**TASK BRIEF**
Print, exactly as they appear in the listing below, the lines from the line with "positive clicks: (22, 18) (23, 13) (42, 0)" to the line with "box: [159, 29, 169, 43]", with both end lines kept.

**RECORD EXCERPTS**
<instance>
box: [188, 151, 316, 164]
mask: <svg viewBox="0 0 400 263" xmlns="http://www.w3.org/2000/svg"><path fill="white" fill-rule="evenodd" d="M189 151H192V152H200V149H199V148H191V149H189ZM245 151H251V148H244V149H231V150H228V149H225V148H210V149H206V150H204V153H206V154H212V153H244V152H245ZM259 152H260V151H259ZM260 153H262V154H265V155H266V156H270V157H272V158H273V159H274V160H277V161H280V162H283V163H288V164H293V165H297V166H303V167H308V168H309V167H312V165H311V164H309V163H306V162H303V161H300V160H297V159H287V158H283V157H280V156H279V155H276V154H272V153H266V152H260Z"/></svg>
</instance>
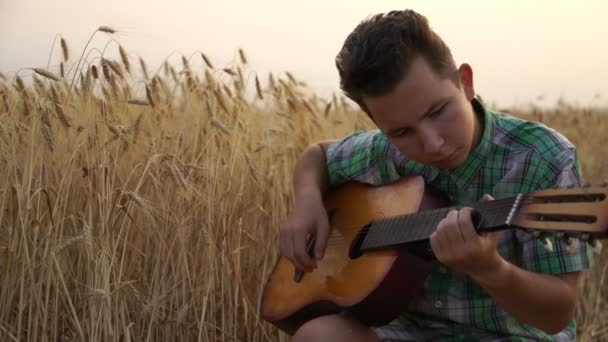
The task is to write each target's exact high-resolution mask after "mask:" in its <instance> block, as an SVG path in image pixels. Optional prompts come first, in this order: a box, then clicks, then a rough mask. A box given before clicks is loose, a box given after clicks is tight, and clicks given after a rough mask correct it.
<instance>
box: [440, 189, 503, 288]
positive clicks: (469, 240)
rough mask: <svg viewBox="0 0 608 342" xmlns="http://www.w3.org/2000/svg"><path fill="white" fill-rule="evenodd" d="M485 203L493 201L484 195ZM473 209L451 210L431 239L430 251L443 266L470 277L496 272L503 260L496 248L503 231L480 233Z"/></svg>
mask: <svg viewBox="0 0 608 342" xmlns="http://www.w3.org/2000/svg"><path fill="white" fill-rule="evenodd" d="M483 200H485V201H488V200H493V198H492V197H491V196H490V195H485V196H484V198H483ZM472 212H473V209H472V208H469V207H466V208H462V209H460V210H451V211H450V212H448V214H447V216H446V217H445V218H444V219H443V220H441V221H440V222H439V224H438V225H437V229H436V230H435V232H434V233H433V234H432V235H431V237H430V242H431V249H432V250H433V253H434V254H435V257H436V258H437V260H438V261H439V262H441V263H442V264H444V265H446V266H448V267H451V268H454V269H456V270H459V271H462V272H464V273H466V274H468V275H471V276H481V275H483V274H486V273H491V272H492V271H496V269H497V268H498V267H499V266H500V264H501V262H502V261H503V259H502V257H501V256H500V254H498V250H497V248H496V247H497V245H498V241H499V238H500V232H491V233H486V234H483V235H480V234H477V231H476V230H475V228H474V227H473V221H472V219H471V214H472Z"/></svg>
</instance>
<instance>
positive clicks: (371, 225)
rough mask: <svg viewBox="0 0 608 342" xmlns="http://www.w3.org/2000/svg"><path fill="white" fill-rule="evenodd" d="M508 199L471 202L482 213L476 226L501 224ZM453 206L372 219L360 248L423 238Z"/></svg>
...
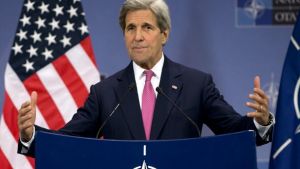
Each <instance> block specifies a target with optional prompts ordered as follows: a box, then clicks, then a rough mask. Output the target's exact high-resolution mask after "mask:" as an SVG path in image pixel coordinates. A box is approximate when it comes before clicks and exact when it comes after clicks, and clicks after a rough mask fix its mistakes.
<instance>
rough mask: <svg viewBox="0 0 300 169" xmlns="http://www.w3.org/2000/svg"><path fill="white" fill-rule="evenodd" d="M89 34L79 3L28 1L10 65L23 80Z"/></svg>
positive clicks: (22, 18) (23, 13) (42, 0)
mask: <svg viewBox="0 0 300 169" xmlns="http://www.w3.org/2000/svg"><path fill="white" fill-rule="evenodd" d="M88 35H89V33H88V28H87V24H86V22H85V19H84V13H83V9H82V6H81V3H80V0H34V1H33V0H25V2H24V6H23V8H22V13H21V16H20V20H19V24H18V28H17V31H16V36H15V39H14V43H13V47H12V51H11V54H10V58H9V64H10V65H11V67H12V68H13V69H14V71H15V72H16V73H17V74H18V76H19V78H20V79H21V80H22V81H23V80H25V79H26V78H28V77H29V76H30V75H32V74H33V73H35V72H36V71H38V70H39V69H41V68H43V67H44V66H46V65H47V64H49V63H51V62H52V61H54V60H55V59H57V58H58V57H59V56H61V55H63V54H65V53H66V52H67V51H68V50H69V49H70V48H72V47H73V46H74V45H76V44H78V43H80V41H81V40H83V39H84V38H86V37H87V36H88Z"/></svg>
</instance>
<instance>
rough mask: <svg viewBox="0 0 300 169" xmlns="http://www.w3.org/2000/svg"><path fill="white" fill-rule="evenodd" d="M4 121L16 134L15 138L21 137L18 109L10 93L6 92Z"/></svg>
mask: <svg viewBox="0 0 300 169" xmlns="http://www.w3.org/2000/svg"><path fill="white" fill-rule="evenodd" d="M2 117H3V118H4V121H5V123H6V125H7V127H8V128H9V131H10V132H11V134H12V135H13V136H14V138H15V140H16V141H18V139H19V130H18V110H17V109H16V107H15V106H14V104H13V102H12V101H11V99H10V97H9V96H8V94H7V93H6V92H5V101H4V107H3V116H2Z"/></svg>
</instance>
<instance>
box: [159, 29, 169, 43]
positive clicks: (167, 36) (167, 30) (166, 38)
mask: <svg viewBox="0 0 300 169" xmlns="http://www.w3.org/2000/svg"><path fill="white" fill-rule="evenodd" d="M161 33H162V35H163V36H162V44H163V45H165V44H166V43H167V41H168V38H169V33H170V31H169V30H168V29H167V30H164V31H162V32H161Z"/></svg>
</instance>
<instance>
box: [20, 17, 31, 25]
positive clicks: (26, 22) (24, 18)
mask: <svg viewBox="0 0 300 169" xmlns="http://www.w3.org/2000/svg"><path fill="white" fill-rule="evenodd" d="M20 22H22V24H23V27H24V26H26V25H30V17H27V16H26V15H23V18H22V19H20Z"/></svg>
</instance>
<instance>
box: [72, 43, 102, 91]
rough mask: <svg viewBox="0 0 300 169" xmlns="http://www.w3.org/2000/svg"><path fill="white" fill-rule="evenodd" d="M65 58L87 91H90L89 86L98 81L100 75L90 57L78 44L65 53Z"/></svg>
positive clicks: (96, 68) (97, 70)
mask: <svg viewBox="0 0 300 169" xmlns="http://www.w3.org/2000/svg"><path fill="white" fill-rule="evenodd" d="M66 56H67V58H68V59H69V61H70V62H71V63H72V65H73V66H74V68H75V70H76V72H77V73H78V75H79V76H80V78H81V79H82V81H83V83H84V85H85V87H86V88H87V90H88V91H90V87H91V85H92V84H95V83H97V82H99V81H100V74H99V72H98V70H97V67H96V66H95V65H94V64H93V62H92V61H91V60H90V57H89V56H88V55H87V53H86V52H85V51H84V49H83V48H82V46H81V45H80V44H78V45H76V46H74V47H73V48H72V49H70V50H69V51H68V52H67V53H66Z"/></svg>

**RESPONSE BELOW**
positive clicks: (22, 18) (23, 13) (42, 0)
mask: <svg viewBox="0 0 300 169" xmlns="http://www.w3.org/2000/svg"><path fill="white" fill-rule="evenodd" d="M88 35H89V33H88V28H87V24H86V22H85V19H84V13H83V9H82V6H81V3H80V0H34V1H33V0H25V2H24V6H23V8H22V13H21V16H20V20H19V24H18V28H17V31H16V36H15V39H14V43H13V47H12V51H11V54H10V58H9V64H10V65H11V67H12V68H13V69H14V71H15V72H16V73H17V74H18V76H19V78H20V79H21V80H22V81H23V80H25V79H26V78H28V77H29V76H30V75H32V74H33V73H35V72H36V71H38V70H39V69H41V68H43V67H44V66H46V65H47V64H49V63H51V62H52V61H54V60H55V59H57V58H58V57H59V56H61V55H63V54H65V53H66V52H67V51H68V50H69V49H70V48H72V47H73V46H74V45H76V44H78V43H80V41H81V40H83V39H84V38H86V37H87V36H88Z"/></svg>
</instance>
<instance>
rough mask: <svg viewBox="0 0 300 169" xmlns="http://www.w3.org/2000/svg"><path fill="white" fill-rule="evenodd" d="M4 121L16 134L15 138L21 137L18 109L10 93L6 92Z"/></svg>
mask: <svg viewBox="0 0 300 169" xmlns="http://www.w3.org/2000/svg"><path fill="white" fill-rule="evenodd" d="M2 117H3V118H4V121H5V123H6V125H7V127H8V128H9V131H10V132H11V134H12V135H13V136H14V138H15V140H16V141H18V139H19V130H18V110H17V109H16V107H15V106H14V104H13V102H12V101H11V99H10V97H9V96H8V94H7V93H6V92H5V101H4V107H3V116H2Z"/></svg>
</instance>
<instance>
box: [159, 29, 169, 43]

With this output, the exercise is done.